● Textauszug:
- - - - - - -

Da gibt es das Leitbild der das Kind versorgenden Mutter mit starken sozialen Erwartungen. Das Leitbild der erwerbstätigen Mutter, die zu funktionieren hat, weil sie ja heutzutage schließlich genau die gleichen Chancen hat wie ihre Kollegen. (Ich lache an dieser Stelle leise und augenrollend.) Das Leitbild der Mutter als Vorbild für ihr Kind. Vor allem bei getrennten Eltern dann noch das Leitbild der MILF, der Mom I’d Like to Fuck.

So viele Bilder, und alle sollen sich in einer Person wiederfinden. Wer soll das schaffen? Außer Beyoncé fällt mir niemand ein. Wobei bei ihr natürlich ein Thema keine Rolle spielt. Beyoncé kann sich acht Nannys für ihre Kinder leisten. Die meisten Mütter, die ich kenne, können das nicht. Kinder sind teuer, heißt es immer wieder. Das stimmt so nicht, finde ich. Ja, natürlich bezahlt man mehr für Kleidung und Essen. Das geht aber auch günstig, wenn es sein muss. Was teuer ist, ist ein gutes Leben mit Kindern.

Alle Mutterideale vereint in einer Person: Beyoncé. / Illustration: Elif Kücük

„Hinter den Ergebnissen unserer Studie liegt ein soziales Problem“, sagt Marco Giesselmann vom DIW. 19 Prozent der befragten Mütter beschreiben eine Verbesserung ihres Wohlbefindens. Mutterschaft ist eine Entlarvung, eine Polarisierung. Lebt eine Frau in sozialer Sicherheit, besteht eine hohe Chance, dass es ihr auch nach der Geburt eines Kindes gut gehen wird. Lebt eine Frau prekär, polarisiert Mutterschaft die Herausforderungen ihres Lebens. Gut zu sehen ist das am Beispiel von Ein-Eltern-Familien.

Rund ein Drittel aller Alleinerziehenden sind von Armut bedroht. Das Familienleben ist häufig ein wackliges Konstrukt – sobald eine Säule ins Wanken gerät, bricht das Konstrukt zusammen. Wenn das alleinerziehende Elternteil krank wird – zu rund 90 Prozent sind das Frauen –, ein Kind krank ist oder wenn die Waschmaschine kaputt geht. Zu wissen, dass das Konstrukt jederzeit auseinanderfallen könnte, macht Stress. Zu wissen, dass da niemand ist, um Sorgen und Belastungen zu teilen, macht Stress. An alles allein denken zu müssen und alles allein machen zu müssen, macht Stress.

- - - - - - -

● Übungsaufgaben:
1. Geben Sie aus dem Text über Mutterleitbilder den Abschnitt, der mit den Worten „Da gibt es das“ beginnt und mit „Like to Fuck.“ endet, erneut wieder und tauschen Sie dabei „Leitbild“ gegen „Idealbild“ aus.
2. Setzen Sie den Text über Mutterleitbilder im Anschluss an seinen letzten Satz fort.

- - - - - - -

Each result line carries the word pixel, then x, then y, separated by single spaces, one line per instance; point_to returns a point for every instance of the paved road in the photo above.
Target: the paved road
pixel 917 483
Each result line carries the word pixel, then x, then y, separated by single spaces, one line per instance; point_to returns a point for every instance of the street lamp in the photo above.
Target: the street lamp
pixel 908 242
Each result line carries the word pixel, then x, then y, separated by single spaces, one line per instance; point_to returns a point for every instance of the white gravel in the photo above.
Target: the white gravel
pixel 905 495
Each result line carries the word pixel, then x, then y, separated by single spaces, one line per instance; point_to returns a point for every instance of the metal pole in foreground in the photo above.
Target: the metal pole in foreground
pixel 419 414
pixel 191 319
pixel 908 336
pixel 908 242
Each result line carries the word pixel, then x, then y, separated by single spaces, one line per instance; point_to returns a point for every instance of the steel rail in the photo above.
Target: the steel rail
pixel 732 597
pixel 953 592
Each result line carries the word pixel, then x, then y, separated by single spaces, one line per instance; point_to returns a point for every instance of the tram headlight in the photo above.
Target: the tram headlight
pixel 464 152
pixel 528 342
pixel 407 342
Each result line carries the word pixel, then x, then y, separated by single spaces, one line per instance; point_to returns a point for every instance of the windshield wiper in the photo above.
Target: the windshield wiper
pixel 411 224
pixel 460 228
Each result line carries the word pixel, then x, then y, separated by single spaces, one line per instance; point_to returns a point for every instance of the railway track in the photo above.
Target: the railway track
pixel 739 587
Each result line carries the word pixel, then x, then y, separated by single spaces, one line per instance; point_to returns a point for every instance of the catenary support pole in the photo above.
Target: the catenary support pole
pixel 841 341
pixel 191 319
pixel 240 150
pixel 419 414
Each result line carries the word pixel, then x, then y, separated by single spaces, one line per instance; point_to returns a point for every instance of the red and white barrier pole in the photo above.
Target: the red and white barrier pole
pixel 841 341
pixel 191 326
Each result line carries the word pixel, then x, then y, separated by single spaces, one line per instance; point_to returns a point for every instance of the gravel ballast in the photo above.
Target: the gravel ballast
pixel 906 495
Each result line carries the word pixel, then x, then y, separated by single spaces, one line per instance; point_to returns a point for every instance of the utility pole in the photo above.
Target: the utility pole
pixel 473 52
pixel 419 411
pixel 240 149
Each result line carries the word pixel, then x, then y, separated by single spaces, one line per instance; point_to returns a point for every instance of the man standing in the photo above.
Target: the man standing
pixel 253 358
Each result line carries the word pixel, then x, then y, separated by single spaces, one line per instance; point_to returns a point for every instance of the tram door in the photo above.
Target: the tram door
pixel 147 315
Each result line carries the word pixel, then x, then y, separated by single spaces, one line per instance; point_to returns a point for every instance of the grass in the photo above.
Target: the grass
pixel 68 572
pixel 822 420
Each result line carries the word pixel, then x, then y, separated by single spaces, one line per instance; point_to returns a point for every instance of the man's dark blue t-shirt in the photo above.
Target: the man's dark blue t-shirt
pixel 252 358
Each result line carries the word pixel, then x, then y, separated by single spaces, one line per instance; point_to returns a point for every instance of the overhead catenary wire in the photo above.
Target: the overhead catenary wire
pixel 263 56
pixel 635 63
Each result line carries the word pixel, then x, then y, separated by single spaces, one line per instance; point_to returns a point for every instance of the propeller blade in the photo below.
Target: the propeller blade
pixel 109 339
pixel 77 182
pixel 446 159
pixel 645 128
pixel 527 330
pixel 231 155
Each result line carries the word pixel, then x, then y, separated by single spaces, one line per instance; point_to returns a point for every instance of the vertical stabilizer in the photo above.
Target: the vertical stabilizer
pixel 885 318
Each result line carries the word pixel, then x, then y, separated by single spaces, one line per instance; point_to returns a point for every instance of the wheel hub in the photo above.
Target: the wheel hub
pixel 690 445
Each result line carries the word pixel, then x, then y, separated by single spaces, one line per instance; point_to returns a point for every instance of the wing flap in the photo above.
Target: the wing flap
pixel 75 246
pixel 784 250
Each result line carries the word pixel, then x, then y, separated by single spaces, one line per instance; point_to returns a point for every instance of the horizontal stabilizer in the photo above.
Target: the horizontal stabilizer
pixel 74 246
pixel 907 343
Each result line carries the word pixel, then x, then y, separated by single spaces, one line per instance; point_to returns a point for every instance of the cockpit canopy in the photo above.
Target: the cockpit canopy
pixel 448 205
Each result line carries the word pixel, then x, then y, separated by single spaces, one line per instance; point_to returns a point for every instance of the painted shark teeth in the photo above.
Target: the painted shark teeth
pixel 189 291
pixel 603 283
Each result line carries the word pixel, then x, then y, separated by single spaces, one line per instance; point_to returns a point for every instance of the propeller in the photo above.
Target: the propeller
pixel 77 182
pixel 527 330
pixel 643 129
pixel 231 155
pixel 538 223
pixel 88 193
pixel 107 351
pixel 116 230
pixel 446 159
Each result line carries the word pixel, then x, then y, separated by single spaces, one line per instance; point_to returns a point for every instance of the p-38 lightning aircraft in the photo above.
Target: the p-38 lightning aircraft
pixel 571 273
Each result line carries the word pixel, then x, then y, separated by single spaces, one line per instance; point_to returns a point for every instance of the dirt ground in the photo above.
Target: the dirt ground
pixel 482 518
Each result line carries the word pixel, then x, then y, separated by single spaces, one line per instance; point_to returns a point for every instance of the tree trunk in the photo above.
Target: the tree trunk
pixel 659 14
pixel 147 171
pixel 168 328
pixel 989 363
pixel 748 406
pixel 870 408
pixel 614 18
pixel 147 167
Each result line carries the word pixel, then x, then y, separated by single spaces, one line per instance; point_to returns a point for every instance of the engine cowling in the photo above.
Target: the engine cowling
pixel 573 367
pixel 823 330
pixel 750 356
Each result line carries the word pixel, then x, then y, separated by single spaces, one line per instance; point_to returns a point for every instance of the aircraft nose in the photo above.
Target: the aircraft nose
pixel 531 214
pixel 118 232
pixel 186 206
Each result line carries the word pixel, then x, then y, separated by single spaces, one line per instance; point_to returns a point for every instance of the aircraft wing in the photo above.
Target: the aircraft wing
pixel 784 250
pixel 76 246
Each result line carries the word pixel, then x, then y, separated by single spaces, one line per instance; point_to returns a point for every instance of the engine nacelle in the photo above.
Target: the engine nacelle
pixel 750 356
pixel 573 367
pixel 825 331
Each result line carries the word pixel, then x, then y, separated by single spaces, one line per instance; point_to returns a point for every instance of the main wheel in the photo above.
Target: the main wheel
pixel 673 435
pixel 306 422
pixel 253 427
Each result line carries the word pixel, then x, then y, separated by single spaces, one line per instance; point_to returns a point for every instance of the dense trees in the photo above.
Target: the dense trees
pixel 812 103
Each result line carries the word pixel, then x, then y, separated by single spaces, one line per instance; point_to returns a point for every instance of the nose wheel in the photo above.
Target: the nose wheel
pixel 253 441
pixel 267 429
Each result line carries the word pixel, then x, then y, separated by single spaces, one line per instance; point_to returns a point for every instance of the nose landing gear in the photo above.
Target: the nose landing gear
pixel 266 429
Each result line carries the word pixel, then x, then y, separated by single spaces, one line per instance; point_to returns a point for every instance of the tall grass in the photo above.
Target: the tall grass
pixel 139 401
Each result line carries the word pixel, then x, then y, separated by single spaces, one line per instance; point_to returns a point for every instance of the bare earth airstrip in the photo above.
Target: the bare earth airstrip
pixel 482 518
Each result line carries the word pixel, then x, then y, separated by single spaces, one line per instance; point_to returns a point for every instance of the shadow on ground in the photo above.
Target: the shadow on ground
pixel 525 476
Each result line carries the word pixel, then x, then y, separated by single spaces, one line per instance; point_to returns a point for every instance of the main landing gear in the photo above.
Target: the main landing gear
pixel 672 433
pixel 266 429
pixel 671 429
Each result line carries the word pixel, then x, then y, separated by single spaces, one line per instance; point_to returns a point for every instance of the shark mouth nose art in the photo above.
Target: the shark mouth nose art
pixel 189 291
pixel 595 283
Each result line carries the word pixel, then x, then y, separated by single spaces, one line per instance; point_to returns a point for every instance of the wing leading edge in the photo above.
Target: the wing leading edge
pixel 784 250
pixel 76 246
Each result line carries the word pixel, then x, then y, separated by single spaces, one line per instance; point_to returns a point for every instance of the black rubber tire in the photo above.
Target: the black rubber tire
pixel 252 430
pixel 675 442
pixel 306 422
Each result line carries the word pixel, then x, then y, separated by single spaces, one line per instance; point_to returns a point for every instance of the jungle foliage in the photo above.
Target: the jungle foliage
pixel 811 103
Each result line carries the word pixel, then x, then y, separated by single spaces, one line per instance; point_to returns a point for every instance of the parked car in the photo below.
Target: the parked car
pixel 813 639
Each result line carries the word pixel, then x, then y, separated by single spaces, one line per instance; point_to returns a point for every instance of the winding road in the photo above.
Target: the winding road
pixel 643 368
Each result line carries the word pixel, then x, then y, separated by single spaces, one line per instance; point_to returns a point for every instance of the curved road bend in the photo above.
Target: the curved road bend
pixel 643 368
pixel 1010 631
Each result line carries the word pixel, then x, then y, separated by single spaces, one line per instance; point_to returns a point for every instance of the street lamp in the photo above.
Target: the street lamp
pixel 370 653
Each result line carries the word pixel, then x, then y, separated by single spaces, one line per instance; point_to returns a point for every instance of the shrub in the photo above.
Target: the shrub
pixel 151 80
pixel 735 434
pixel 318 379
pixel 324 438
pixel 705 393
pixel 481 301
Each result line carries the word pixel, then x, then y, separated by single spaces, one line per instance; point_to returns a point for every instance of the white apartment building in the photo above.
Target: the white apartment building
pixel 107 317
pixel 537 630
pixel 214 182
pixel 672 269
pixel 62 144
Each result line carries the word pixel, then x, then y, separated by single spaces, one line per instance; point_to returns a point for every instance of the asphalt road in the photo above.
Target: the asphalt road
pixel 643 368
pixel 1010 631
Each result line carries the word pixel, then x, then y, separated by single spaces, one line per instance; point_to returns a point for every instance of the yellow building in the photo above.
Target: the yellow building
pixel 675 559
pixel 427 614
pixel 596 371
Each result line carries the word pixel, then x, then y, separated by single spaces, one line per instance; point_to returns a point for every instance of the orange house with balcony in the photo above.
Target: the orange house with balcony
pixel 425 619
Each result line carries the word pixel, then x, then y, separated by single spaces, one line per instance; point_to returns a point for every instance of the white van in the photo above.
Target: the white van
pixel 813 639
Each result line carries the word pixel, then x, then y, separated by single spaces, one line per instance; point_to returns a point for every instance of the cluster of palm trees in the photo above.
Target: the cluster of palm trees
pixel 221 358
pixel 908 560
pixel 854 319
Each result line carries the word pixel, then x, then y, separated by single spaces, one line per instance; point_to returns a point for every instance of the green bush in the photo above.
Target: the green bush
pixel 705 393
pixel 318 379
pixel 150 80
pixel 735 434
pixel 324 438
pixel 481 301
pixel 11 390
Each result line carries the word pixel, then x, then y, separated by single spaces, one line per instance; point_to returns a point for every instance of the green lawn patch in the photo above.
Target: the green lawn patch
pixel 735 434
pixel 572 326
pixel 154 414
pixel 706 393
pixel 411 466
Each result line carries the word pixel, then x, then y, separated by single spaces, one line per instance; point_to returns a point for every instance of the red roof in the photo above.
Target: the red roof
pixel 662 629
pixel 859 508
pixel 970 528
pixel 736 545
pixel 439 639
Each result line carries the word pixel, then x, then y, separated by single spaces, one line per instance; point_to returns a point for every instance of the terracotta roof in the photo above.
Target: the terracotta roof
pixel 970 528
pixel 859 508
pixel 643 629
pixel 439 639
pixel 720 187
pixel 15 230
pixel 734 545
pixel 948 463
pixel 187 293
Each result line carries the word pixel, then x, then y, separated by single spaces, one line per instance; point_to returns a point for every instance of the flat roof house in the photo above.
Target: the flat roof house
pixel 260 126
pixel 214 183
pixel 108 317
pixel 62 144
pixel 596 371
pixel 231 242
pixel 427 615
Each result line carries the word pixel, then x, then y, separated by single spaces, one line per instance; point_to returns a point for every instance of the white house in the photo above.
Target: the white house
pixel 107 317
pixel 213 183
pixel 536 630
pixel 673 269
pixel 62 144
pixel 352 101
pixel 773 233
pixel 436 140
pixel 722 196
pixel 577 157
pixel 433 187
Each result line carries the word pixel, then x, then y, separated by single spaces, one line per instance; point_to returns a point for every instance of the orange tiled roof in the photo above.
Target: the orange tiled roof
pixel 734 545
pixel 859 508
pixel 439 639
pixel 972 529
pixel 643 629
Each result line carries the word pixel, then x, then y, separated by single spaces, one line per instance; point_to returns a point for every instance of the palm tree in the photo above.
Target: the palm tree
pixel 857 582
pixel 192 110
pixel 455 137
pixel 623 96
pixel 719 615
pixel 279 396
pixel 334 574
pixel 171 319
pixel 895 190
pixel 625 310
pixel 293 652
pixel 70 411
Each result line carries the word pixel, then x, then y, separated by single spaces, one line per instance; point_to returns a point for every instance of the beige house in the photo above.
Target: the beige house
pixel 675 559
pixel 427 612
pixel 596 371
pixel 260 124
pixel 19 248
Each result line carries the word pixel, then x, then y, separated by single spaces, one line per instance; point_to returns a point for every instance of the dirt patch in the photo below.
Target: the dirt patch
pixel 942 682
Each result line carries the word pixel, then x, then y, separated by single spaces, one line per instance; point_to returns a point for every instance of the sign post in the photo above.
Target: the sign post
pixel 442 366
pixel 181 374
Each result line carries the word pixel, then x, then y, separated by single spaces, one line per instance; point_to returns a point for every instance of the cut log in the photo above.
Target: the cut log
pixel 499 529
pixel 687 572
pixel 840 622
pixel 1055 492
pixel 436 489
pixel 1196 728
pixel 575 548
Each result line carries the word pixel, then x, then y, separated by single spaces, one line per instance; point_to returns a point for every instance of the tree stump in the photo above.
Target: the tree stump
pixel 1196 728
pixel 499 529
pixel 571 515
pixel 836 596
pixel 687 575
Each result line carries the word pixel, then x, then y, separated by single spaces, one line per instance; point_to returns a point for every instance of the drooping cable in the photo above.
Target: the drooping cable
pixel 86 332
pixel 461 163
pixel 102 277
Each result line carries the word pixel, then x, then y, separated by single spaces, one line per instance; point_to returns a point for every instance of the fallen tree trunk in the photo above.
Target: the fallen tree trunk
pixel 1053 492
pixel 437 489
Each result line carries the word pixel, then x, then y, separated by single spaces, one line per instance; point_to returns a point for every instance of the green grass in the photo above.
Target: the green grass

- - - - - - -

● Antworten:
1.
Da gibt es das Idealbild der das Kind versorgenden Mutter mit starken sozialen Erwartungen. Das Idealbild der erwerbstätigen Mutter, die zu funktionieren hat, weil sie ja heutzutage schließlich genau die gleichen Chancen hat wie ihre Kollegen. (Ich lache an dieser Stelle leise und augenrollend.) Das Idealbild der Mutter als Vorbild für ihr Kind. Vor allem bei getrennten Eltern dann noch das Idealbild der MILF, der Mom I’d Like to Fuck.

2.
Stress, den auch viele Mütter in heterosexuellen Partnerschaften kennen. Der Begriff Mental Load beschreibt die sichtbaren und unsichtbaren Aufgaben im Alltagsleben, ohne die kein Haushalt und keine Familie funktionieren kann. Wer schreibt die Einkaufsliste? Wer näht kaputte Kleidungsstücke? Wer kümmert sich um die Geburtstagsgeschenke? Wer schneidet dem Kind die Fingernägel? Wer denkt daran, dem Kind neue Schuhe für die nächste Jahreszeit zu kaufen? Fragen, die sich nach wie vor meistens zuerst die Mütter stellen.

Ja, es gibt sie, die Väter, die gleichberechtigte Elternschaft leben wollen. Die Familienstrippen halten jedoch weiterhin noch viel zu oft die Mütter in den Händen. Und auch Aufgaben zu delegieren ist Arbeit. Immer an alles denken zu müssen ist Arbeit und nimmt einen Teil der vorhandenen Energie. An Sachen denken kostet Energie, Verantwortung kostet Energie.

„Es ist ganz einfach, dachte ich (…), ich will ein Mann sein. (…) Ich will ein Mann sein, aber ich will nicht aussehen wie einer. (…) Aber die Möglichkeit aufzustehen, sich nicht zuständig zu fühlen und weiterzugehen, diese Möglichkeit wollte ich besitzen, für immer.“ (aus: Stillleben)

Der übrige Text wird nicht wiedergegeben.